Start of Source extract

With Gratitude #5: A CCL blog series
By Katie Zakrzewski
As the holiday season draws near, this is a great time to reflect on all that we’ve accomplished this year, and everything that we have to be thankful for. Fortunately, we have a lot to be thankful for, especially this year. One of the best ways to do that is to revisit all of the neat things that our volunteers have been up to over the course of the year.
Through the end of the year, CCL will be spotlighting some of our favorite volunteer efforts from 2022 as we look back on all of the hard work that allowed us to be where we are today, as well as the financial support that helped mobilize our volunteers to do incredible things. We couldn’t have done it without you.
In this blog, you’ll read about volunteers who pave the way in their state, who organize floats in local parades, who write op-eds to their local papers, who look for dinosaur fossils, and plenty more examples of CCLers creating the political will for a liveable world!
Arkansas is ready to recruit
Arkansas CCL State Coordinators Jan Schaper and Jean Larson completed an in-depth leadership program this year. The Empowerment Partnership Program is a once-a-week, six-month program led by another CCL volunteer, Jean Ritok. This program taught Jan and Jean and other attendees the importance of reframing their mindsets in order to successfully tackle their goals.
Now that they’ve graduated from the Empowerment Partnership Program, Jan and Jean have set out with a toolbox of new skills and a fresh new mindset. The two are ready to approach climate advocacy in Arkansas with new methods of strategizing and executing climate solutions.
“My first venture was to make our Arkansas members of Congress strong climate advocates,” Jean says. “And now I’m trying to meet them and connect their conservative values with climate change. It’s been a really interesting process.”
Read Jan and Jean’s full story here.
Thankful for LGBTQ+ environmentalists
Pride month is a time to celebrate all of our LGBTQ+ climate advocates in CCL and the environmental movement. While there are many queer climate advocates that you should learn more about outside CCL, we also want to recognize one of CCL’s own action teams: the LGBTQIA+ and Allies OUTreach action team.
Callum Cintron has helped spearhead the inclusion of more queer environmentalists into CCL’s climate advocacy movement. They are a student at Oregon State University who is passionate about social change and climate change mitigation. Striving to make the environmental movement inclusive for people of all communities, their work helps make CCL a welcoming place for all.

End of Source extract
Start of Provided information

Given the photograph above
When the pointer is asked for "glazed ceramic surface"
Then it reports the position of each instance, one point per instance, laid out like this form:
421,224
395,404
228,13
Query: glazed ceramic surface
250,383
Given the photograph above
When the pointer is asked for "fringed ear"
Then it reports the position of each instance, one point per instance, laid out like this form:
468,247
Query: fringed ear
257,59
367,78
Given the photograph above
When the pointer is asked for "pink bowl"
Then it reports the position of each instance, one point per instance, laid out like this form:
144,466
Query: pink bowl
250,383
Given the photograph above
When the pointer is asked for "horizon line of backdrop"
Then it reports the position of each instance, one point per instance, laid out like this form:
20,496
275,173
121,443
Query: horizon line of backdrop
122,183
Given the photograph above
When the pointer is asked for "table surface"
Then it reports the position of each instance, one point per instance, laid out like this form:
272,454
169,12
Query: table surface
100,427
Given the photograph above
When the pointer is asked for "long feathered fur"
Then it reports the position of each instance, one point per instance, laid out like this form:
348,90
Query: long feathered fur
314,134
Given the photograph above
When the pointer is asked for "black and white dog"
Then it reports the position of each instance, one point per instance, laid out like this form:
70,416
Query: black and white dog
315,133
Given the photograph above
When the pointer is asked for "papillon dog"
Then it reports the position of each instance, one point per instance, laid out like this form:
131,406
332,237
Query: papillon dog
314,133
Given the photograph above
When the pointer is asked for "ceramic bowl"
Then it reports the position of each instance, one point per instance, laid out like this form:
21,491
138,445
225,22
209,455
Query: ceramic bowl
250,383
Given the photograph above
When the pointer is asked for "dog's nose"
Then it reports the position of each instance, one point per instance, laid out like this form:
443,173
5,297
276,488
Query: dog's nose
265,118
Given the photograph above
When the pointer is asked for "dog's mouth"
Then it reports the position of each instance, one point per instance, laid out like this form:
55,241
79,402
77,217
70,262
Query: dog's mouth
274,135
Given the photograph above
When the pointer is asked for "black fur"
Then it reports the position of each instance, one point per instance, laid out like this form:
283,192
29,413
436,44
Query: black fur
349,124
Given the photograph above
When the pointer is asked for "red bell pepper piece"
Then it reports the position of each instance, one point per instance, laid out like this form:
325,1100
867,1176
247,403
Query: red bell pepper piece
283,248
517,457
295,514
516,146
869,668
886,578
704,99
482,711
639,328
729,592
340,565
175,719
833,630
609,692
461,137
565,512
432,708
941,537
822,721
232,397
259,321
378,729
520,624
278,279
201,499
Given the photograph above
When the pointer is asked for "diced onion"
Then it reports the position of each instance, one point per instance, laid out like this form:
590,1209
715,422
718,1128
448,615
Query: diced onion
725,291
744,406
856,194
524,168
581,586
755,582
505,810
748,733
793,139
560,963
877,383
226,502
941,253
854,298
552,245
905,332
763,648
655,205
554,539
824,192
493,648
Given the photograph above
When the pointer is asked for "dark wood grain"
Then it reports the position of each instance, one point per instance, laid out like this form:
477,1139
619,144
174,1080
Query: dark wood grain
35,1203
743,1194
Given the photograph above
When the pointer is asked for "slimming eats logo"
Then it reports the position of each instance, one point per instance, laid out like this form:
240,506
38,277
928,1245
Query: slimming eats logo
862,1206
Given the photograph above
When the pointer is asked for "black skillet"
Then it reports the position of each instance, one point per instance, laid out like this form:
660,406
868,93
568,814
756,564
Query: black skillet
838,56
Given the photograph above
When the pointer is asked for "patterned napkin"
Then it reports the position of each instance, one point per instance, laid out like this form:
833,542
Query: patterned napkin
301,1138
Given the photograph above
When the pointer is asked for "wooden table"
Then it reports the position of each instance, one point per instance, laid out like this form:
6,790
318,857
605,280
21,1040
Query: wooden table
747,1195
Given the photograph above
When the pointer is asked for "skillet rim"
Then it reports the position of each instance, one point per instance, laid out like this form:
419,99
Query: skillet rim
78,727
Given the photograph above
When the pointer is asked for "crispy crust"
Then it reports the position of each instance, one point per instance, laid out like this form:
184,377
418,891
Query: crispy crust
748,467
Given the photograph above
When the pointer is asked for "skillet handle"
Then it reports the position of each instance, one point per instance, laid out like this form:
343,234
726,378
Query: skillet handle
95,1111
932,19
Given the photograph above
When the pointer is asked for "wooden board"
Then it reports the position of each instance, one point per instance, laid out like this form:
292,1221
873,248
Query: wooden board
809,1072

End of Provided information

→ What is asked
**A)** Reproduce the With Gratitude blog post, copying everything from "In this blog, you’ll" down to "tackle their goals.".
**B)** Take the With Gratitude blog post further, continuing from its final sentence.

→ Responses to the exercise
**A)**
In this blog, you’ll read about volunteers who pave the way in their state, who organize floats in local parades, who write op-eds to their local papers, who look for dinosaur fossils, and plenty more examples of CCLers creating the political will for a liveable world!
Arkansas is ready to recruit
Arkansas CCL State Coordinators Jan Schaper and Jean Larson completed an in-depth leadership program this year. The Empowerment Partnership Program is a once-a-week, six-month program led by another CCL volunteer, Jean Ritok. This program taught Jan and Jean and other attendees the importance of reframing their mindsets in order to successfully tackle their goals.

**B)**
The LGBTQIA+ and Allies OUTreach action team has had a plethora of queer guest speakers such as comedian Sammie James, founder of 500 Queer Scientists Dr. Lauren Esposito, queer cartoonist Maia Kobabe, and author Syan Rose.
“My work on both teams includes making CCL a more comfortable and welcoming place for people of communities that have not been historically included in the environmental movement,” Callum shares. One project they have successfully worked on was the inclusion of the gender-neutral salutation “Mx.” when contacting Congress.
MI volunteers organize float in July 4 parade
CCL volunteers from the Ann Arbor, Michigan, chapter found a way to enjoy a Fourth of July parade and do some creative grassroots outreach, too. Ann Arbor group leader Ginny Rogers shares more details about the chapter’s parade participation.
“The float was the brainchild of one of our volunteers, Mary Garton.” Ginny says the group wanted “to convey that we’re just ordinary people. I thought it was a great idea, so we decided to just sign up for the parade and get people motivated to join.”
Another chapter member, Clark McCall, also volunteers with Common Cycle, a volunteer-based bicycle repair co-op. Clark arranged for the chapter to borrow one of Common Cycle’s long bike trailers. Mary decided to have two people on the float, one pretending to be a citizen lobbyist, and one pretending to be a member of Congress.
Lila Fetter, a high schooler in the Ann Arbor chapter, played the volunteer, and Ginny played the Member of Congress. Mary pulled the float with her e-bike.
“We ended up with a great turnout of volunteers who carried signs, banners, a wind turbine and solar panel, and passed out flyers,” Ginny says. “We received lots of cheers along the way with Mary circling our group of marchers for the whole route, so we figured at the very least, we made an impression!”
Express-News editorial on SCOTUS decision
The San Antonio Express-News published an editorial focused on the Supreme Court ruling regarding the EPA’s ability to regulate greenhouse gases. In this editorial, the San Antonio Express-News points out the work that Congress has put forward so far on addressing climate, before turning to address climate issues in San Antonio.
“San Antonio is warming — an obvious reality underscored by this particularly searing spring and summer.”
The Express-News emphasized the effect that extreme heat has already played on electricity bills, as well as the droughts that threaten the high water supply. The publication gives a nod to CCL as well.
“And at the federal level, Congress should approve a fee-and-dividend program, as the Citizens’ Climate Lobby has proposed,” the editorial reads. CCL volunteers in the San Antonio area helped to generate this editorial by meeting with the editorial board.
Read and share the editorial here.
Young CCLers are making their voices heard
Young CCLers have been making sure their voices are heard in local media.
Cash Mendenhall, a junior at West High School in Utah and an intern for the Salt Lake City chapter of Citizens’ Climate Lobby, got an op-ed published in which he highlighted climate change as the greatest challenge that his generation is facing.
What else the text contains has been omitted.